- Work item -
All of the lines below need to be copied exactly, apart from the pictures.

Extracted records
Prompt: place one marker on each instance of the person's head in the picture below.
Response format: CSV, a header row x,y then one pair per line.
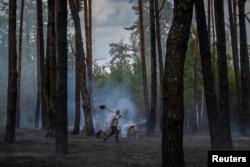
x,y
117,112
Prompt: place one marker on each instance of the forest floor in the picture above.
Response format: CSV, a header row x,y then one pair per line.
x,y
32,149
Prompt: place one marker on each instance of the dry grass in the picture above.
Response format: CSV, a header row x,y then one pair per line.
x,y
32,149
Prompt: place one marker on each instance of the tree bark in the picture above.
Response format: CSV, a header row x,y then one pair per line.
x,y
61,79
12,79
208,78
80,57
19,65
143,58
223,76
50,71
152,111
173,115
234,42
244,63
159,49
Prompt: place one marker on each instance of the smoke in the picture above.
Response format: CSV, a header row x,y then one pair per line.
x,y
115,96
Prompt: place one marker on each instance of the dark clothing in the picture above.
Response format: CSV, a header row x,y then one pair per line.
x,y
114,130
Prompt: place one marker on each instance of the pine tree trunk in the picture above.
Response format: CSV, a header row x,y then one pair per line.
x,y
143,57
223,76
12,79
80,57
234,42
158,36
244,62
208,78
61,79
152,111
19,66
173,115
50,71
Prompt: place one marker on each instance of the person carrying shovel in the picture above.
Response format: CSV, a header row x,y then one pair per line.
x,y
114,126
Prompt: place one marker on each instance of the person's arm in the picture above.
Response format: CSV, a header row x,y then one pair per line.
x,y
111,122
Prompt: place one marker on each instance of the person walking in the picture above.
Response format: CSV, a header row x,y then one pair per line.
x,y
114,126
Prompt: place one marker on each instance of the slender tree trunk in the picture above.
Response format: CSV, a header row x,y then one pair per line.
x,y
159,48
244,62
19,66
80,57
61,79
209,19
87,22
173,115
76,129
50,77
143,57
12,77
208,78
152,111
223,76
196,106
90,57
234,41
40,61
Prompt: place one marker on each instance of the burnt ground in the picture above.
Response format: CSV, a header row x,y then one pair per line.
x,y
32,149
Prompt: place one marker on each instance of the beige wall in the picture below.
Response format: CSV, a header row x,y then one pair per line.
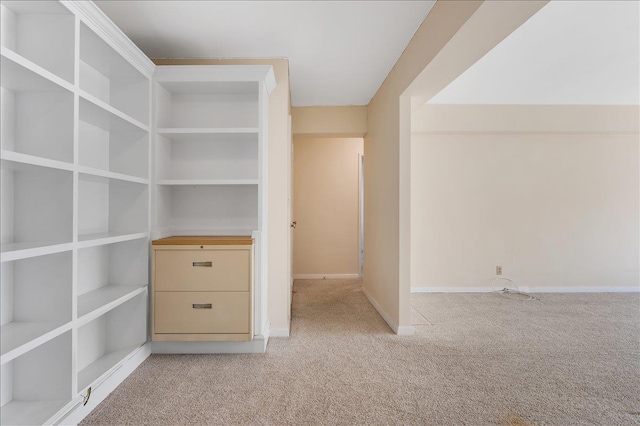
x,y
550,193
453,36
330,121
279,186
326,179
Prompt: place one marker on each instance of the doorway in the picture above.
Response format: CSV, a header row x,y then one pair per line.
x,y
327,207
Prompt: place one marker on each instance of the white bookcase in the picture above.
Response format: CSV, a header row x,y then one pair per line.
x,y
75,198
210,176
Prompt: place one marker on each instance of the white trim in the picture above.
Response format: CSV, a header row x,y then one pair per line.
x,y
257,345
451,289
400,331
620,289
102,390
325,276
279,332
92,16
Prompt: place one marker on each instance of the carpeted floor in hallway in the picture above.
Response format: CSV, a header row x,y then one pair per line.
x,y
476,359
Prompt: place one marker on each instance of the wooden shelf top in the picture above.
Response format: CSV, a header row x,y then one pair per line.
x,y
205,240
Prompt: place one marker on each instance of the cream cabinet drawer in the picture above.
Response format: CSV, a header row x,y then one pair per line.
x,y
202,312
202,270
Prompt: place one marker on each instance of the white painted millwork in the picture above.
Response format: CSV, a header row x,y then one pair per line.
x,y
75,219
211,168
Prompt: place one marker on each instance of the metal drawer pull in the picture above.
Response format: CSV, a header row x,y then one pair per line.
x,y
202,306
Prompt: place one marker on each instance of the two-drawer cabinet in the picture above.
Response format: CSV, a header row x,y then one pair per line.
x,y
202,289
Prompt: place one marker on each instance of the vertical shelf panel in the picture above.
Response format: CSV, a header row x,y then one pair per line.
x,y
36,385
109,77
42,32
105,341
211,208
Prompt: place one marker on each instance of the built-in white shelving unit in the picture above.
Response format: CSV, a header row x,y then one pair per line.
x,y
79,173
75,218
210,141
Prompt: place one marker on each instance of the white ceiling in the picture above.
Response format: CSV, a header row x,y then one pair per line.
x,y
570,53
339,51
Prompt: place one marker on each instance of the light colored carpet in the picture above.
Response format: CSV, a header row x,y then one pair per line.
x,y
476,359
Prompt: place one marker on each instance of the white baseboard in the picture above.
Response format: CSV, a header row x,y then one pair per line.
x,y
580,289
400,331
527,289
279,332
451,289
326,276
256,346
101,391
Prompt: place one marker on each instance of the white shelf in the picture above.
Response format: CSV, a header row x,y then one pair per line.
x,y
45,216
210,134
42,32
106,75
33,160
111,175
207,105
17,251
111,206
97,302
20,337
99,239
37,112
111,143
112,111
207,182
98,368
37,384
20,74
107,339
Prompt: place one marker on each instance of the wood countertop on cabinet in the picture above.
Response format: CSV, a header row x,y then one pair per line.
x,y
205,240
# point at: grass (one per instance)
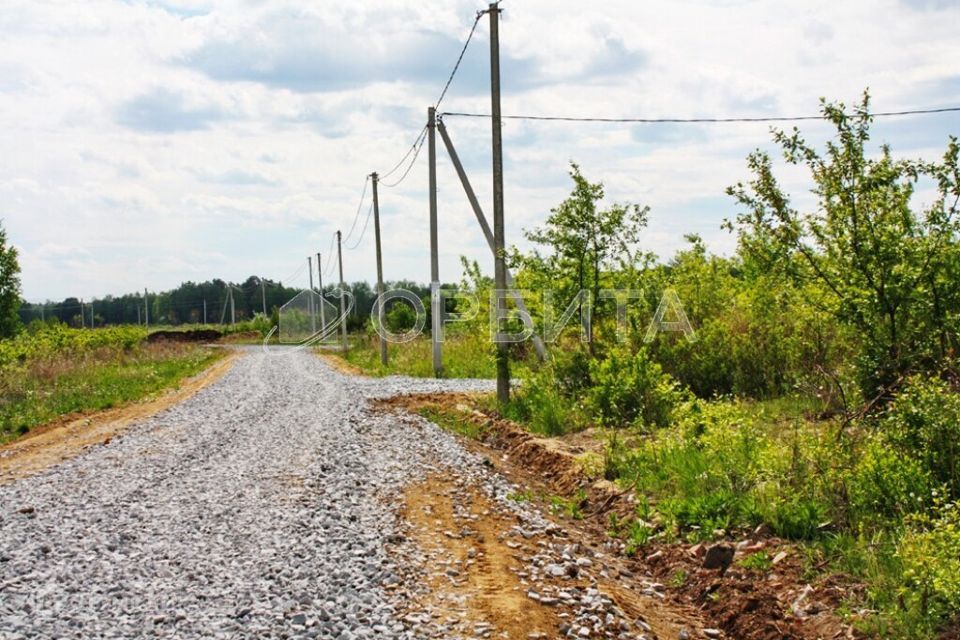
(464, 356)
(726, 466)
(44, 389)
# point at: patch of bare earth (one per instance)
(48, 445)
(779, 602)
(340, 364)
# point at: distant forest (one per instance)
(184, 305)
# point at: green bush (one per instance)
(542, 406)
(930, 553)
(923, 423)
(631, 389)
(886, 484)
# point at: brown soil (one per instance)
(460, 524)
(341, 365)
(745, 604)
(48, 445)
(493, 593)
(190, 335)
(243, 337)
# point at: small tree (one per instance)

- Answer to this exercise -
Prompt: place one marker on each instance of the person's head in the picture below.
Response format: CSV, a header row x,y then one pair per line.
x,y
117,112
Prompt: place one marker on each instance of the forest floor in the picture above.
Response format: CSV, a header row x,y then one pair per line.
x,y
32,149
Prompt: place one marker on each instance of the dry grass in the picture above.
Response format: CSV, a header row x,y then one pair per line.
x,y
32,149
Prompt: place one marker on each instance of the tree bark in the picture above.
Response format: CSV, a header row x,y then one pair per line.
x,y
61,79
12,79
208,78
80,57
19,65
143,58
223,76
50,71
152,111
173,115
234,42
244,63
159,49
Prompt: place one marker on each instance of the smoke in the picture above.
Response format: CSV, a header row x,y then one pair per line.
x,y
115,96
Prompt: place one marker on each instance of the dark clothing in the picture above.
Response format: CSV, a header row x,y then one pair per line.
x,y
114,130
Prompt: place one marker on each instance of the pine tree trunk in the picture above.
Response format: CSV, a header row x,y then one pair per line.
x,y
143,57
223,76
12,79
80,57
234,42
158,36
244,62
208,78
61,79
152,111
19,66
173,115
50,71
Prompt: place one marker on each instance of the person carrying shovel in the picture above.
Response format: CSV, a header row x,y then one pair per line.
x,y
114,126
Prompt: place one marker on each instance of the person's arm in the picture above.
Response format: CSV, a header row x,y then one pair per line.
x,y
111,122
Prompt: place one marker on each instance of the person walking in the picture above.
Response format: CSV, a header row x,y then one pair per line.
x,y
114,126
Prompt: place one marker on each instance of the slender tree trunk in the picture above.
Response format: CSV, a header row x,y then one pair per line.
x,y
159,48
244,62
19,66
80,57
61,79
209,19
87,22
173,115
76,129
50,77
143,57
12,77
208,78
152,111
223,76
196,106
90,57
234,41
40,61
Prompt: place one marker on each instance of the burnt ground in the picture above.
Response format: CSV, a header row x,y then one pair per line.
x,y
32,149
Prompt: place one marker on each instance of the beige wall in the picture below.
Response format: CSV, a header row x,y then one pair per line.
x,y
550,193
453,36
330,121
279,186
326,179
Prompt: place one marker on each instance of the doorway in the picture above.
Response format: CSV, a header row x,y then one pair per line.
x,y
327,207
Prompt: place one marker on each instance of the white bookcase in the picture above.
Response format: CSV, a header row x,y then one pair per line.
x,y
75,198
210,176
Prompt: place one marker on each instance of the white trim in the picture above.
Response format: CSV, a header row x,y then one pair per line.
x,y
257,345
451,289
400,331
620,289
102,390
325,276
279,332
92,16
Prompt: place one marker on each instance of the carpeted floor in hallway in the picture above.
Response format: CSV, a header row x,y then one pair per line.
x,y
476,359
Prompt: place one marker on each instance of the wooden shelf top in the picture above.
Response format: CSV, a header row x,y then one pair per line.
x,y
205,240
Prompt: place one marker on each instance of the cream cabinet drawer in the picture above.
Response format: CSV, a header row x,y then one pair per line.
x,y
202,312
202,270
Prompt: place one marker on each instance of the white painted millwork in the picture above.
Response format: CSV, a header row x,y then one pair per line.
x,y
75,219
211,168
Prompt: place one marker on each instance of the metal drawer pull in the picture above.
Response format: CSV, a header row x,y then one pair per line.
x,y
202,306
Prompt: place one marker on each instance of the two-drawer cabinet in the picture above.
Response format: CSV, a header row x,y then one pair per line.
x,y
202,289
Prompt: place one marker on each instance of the vertical shelf panel in the picture above.
Response format: CSV, a header row x,y then one pair per line.
x,y
36,385
109,77
42,32
105,341
211,208
Prompt: place one marker on each instance of the built-in white shelving unit in the picture above.
Response format: CSV, a header row x,y then one pair per line.
x,y
79,173
75,218
210,141
Prompt: place one marker on each instance of the white ceiling in the picture above.
Response format: CSV, a header row x,y then one pair per line.
x,y
570,53
339,51
Prompt: place one marker on each instance of the light colored carpet in the picture above.
Response format: CSV, a header row x,y then one pair per line.
x,y
476,359
Prompt: place one marker on each instance of the white baseboard in the picture above.
Response format: CSV, a header row x,y then one pair per line.
x,y
580,289
400,331
527,289
279,332
451,289
326,276
256,346
101,391
Prompt: place one marker on each instance of the white shelf in the picture above.
Response format: CSV, a header row x,y then one pair per line.
x,y
45,216
210,134
42,32
106,75
33,160
111,175
207,105
17,251
111,206
97,302
20,337
99,239
37,112
111,143
112,111
207,182
98,368
37,384
20,74
107,339
Prompt: place one marker on each instance of the wood countertop on cabinet in the picture above.
Response format: CSV, a header row x,y then one pair per line.
x,y
205,240
# point at: grass (one per instance)
(464, 356)
(726, 466)
(44, 389)
# point at: patch of bare earth (one per instance)
(48, 445)
(779, 602)
(340, 364)
# point at: distant forest (one per instance)
(184, 305)
# point at: green bush (one per instance)
(542, 406)
(930, 553)
(923, 423)
(631, 389)
(886, 484)
# point at: brown soil (one per instance)
(460, 524)
(341, 365)
(745, 604)
(48, 445)
(493, 593)
(190, 335)
(243, 337)
# point at: small tree (one per instance)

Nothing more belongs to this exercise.